* Task item
Reproduce the lines word for word, from the first line through the line that contains "419L96 425L101 426L108", including both ends.

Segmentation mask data
****************

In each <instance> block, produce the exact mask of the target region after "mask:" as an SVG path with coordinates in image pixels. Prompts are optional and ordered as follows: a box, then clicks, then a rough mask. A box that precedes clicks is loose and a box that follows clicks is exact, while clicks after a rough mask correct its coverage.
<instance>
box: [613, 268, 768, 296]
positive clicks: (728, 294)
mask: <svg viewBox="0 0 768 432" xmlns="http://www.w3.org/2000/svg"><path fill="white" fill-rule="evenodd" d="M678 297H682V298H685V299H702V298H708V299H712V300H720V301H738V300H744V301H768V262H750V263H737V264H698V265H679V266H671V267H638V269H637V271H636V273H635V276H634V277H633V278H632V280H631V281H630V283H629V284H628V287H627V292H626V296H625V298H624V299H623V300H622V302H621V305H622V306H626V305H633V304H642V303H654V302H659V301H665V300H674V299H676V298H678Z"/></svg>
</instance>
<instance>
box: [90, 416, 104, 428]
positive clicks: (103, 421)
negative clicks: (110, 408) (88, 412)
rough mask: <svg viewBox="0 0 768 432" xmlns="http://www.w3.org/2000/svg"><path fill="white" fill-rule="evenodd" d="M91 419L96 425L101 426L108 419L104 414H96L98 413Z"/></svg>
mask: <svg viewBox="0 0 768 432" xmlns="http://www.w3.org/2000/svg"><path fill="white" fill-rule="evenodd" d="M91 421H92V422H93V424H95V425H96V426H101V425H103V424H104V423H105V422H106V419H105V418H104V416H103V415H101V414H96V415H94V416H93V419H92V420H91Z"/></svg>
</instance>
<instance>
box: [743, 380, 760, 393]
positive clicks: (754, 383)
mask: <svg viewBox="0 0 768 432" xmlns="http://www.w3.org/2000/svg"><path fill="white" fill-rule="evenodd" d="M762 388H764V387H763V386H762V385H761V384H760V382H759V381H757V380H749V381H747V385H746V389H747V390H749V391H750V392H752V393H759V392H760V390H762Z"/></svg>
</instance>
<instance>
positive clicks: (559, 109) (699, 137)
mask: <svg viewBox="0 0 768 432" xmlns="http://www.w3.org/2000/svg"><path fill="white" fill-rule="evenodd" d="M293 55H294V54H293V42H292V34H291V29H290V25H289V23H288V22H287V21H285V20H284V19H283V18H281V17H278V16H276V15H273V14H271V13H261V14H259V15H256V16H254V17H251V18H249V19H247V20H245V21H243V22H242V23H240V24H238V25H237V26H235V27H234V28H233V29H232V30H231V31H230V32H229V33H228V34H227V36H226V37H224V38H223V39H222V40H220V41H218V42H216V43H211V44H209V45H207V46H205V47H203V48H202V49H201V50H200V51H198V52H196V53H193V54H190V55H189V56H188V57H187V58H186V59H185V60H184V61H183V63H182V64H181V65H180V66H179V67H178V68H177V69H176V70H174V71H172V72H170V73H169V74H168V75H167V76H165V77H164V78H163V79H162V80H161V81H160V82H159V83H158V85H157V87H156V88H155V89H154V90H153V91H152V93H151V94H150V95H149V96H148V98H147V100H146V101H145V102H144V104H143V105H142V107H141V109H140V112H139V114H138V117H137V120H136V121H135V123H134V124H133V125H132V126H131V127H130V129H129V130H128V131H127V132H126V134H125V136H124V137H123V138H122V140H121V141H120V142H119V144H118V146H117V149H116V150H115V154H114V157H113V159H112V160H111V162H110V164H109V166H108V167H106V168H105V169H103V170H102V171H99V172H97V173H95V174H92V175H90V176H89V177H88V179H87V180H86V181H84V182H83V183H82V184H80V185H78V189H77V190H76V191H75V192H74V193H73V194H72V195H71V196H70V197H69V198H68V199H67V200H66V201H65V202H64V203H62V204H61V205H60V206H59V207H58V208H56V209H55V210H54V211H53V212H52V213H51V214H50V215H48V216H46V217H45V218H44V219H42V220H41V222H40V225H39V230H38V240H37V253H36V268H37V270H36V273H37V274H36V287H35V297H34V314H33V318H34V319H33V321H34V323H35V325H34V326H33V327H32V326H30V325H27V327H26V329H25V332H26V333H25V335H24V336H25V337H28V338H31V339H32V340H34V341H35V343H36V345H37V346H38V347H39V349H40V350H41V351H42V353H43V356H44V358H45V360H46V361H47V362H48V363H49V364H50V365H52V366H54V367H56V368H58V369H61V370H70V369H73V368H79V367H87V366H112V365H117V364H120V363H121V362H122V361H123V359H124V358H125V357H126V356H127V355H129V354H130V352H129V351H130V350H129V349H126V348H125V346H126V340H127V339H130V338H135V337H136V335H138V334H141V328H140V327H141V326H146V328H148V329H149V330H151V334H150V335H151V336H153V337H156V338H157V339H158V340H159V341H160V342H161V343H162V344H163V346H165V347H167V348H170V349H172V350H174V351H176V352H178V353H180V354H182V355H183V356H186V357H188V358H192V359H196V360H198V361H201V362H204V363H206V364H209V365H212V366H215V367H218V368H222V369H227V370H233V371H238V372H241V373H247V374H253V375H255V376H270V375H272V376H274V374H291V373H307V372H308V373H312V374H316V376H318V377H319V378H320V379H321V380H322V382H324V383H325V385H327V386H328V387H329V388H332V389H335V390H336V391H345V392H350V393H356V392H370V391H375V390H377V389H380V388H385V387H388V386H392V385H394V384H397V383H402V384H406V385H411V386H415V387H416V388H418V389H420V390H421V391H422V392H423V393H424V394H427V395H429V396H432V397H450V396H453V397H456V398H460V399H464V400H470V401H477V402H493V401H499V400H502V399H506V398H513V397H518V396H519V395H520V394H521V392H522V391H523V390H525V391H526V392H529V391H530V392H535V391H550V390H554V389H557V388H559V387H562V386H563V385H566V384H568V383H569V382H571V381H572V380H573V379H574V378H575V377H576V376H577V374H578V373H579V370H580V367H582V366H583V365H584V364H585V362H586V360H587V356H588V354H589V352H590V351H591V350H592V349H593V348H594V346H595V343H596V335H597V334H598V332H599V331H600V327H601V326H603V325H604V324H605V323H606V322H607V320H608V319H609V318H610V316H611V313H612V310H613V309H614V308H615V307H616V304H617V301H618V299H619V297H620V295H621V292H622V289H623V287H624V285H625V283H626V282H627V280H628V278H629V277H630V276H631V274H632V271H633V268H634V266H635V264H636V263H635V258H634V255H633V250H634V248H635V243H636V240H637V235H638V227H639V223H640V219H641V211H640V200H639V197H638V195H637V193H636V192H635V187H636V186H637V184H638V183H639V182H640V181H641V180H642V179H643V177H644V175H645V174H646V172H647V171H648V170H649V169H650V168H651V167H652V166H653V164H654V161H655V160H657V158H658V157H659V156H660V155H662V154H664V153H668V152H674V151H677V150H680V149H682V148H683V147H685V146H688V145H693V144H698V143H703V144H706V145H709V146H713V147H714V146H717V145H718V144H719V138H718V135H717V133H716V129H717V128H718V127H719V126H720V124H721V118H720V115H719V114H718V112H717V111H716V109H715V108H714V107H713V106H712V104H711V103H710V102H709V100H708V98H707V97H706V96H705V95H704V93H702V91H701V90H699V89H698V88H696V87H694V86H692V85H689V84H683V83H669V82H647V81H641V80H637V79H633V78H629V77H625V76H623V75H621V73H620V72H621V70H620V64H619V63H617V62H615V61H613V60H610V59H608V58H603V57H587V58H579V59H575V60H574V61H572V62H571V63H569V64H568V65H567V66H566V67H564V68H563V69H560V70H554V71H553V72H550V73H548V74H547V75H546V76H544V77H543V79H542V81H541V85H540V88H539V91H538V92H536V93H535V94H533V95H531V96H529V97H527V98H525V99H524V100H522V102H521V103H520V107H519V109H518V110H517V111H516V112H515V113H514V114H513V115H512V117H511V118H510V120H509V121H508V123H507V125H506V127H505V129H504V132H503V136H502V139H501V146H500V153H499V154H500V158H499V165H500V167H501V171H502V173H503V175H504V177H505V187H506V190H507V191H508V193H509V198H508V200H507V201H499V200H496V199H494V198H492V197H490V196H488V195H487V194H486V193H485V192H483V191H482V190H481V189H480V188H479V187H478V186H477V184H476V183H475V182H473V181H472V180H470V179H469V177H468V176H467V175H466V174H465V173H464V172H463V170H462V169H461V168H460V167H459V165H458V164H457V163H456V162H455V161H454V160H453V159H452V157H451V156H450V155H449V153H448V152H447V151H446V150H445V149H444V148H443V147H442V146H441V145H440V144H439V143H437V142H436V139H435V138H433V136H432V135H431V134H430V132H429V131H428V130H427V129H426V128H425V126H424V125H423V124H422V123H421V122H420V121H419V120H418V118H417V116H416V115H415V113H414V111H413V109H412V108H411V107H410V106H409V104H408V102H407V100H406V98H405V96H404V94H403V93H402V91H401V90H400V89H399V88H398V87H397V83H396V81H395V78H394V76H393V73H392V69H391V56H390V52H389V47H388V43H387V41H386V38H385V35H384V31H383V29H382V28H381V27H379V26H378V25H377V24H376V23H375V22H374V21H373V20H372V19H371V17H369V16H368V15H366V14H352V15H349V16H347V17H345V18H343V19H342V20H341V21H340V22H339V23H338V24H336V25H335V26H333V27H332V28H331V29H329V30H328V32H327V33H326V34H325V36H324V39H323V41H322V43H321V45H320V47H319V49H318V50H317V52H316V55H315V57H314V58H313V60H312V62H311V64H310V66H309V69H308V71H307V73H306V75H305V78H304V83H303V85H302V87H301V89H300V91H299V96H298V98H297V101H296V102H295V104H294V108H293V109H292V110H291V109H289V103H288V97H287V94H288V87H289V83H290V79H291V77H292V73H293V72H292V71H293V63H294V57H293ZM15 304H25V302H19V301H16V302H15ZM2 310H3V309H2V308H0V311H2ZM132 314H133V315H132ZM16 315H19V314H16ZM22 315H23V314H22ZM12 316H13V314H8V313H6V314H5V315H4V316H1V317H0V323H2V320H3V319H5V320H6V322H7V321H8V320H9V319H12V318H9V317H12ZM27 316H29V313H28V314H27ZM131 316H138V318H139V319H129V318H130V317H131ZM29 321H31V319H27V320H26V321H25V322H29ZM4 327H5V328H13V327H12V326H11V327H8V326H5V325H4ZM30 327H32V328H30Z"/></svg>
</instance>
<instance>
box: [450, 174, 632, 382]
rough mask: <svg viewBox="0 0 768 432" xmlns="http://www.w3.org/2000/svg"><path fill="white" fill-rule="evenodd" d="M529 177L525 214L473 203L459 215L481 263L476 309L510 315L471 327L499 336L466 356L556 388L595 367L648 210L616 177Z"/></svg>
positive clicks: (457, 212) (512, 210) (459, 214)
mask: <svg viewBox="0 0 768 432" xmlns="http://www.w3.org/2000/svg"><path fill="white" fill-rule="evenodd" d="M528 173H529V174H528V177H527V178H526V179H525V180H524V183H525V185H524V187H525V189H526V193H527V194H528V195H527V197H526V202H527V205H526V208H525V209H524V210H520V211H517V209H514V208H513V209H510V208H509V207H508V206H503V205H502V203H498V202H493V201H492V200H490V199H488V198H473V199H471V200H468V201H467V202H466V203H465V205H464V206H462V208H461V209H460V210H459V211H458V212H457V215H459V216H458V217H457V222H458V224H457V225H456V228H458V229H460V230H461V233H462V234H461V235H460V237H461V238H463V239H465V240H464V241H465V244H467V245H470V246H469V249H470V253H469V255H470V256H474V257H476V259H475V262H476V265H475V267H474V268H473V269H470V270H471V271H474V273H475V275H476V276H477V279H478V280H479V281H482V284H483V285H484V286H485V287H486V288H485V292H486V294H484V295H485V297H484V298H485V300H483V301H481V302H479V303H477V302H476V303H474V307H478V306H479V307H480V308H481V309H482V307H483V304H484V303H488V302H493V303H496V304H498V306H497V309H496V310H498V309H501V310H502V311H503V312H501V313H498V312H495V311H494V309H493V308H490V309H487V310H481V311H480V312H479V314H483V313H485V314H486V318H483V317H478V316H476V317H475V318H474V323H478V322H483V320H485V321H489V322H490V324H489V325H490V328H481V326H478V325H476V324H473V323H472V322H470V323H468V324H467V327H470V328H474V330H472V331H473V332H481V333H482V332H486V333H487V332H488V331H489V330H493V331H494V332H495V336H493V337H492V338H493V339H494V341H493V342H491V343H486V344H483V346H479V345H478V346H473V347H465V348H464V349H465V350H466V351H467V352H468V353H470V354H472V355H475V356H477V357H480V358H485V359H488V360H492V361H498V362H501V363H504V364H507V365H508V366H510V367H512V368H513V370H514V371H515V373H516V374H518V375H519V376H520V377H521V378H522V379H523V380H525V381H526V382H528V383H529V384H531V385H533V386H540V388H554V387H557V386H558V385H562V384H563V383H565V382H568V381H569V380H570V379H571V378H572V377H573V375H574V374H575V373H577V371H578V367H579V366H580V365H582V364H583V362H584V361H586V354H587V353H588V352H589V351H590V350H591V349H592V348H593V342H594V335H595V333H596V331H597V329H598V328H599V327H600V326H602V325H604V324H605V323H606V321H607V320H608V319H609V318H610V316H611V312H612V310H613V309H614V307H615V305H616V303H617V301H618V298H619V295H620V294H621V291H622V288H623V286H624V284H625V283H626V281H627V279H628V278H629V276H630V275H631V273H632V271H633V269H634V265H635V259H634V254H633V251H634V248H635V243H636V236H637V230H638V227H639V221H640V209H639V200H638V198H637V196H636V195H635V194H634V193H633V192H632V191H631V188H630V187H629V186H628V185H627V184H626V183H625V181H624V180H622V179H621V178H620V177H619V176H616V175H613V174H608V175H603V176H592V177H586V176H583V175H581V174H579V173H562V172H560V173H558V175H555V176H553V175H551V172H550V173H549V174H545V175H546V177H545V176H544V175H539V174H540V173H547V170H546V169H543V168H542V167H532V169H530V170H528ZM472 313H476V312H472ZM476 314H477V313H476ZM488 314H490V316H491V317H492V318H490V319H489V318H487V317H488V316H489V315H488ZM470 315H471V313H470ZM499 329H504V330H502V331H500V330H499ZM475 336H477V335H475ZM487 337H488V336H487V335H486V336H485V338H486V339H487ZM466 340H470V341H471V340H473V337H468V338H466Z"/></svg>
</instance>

****************

* Solution
In each <instance> block, produce the exact mask of the target region after "mask:" as an SVG path with coordinates in image pixels. Prompts are optional and ordered as follows: a box, then clicks, then a rough mask. A box that precedes clicks is loose and a box that follows clicks is exact, while clicks after a rough mask correct its coverage.
<instance>
box: [613, 268, 768, 296]
positive clicks: (728, 294)
mask: <svg viewBox="0 0 768 432" xmlns="http://www.w3.org/2000/svg"><path fill="white" fill-rule="evenodd" d="M678 297H682V298H685V299H702V298H708V299H712V300H720V301H738V300H744V301H768V262H750V263H737V264H698V265H679V266H671V267H638V269H637V271H636V273H635V276H634V277H633V278H632V280H631V281H630V283H629V284H628V287H627V292H626V296H625V298H624V299H623V300H622V302H621V305H622V306H626V305H633V304H642V303H654V302H659V301H665V300H674V299H676V298H678Z"/></svg>
</instance>
<instance>
box: [90, 416, 104, 428]
positive clicks: (103, 421)
negative clicks: (110, 408) (88, 412)
rough mask: <svg viewBox="0 0 768 432" xmlns="http://www.w3.org/2000/svg"><path fill="white" fill-rule="evenodd" d="M91 419L96 425L101 426L108 419L104 414H96L98 413Z"/></svg>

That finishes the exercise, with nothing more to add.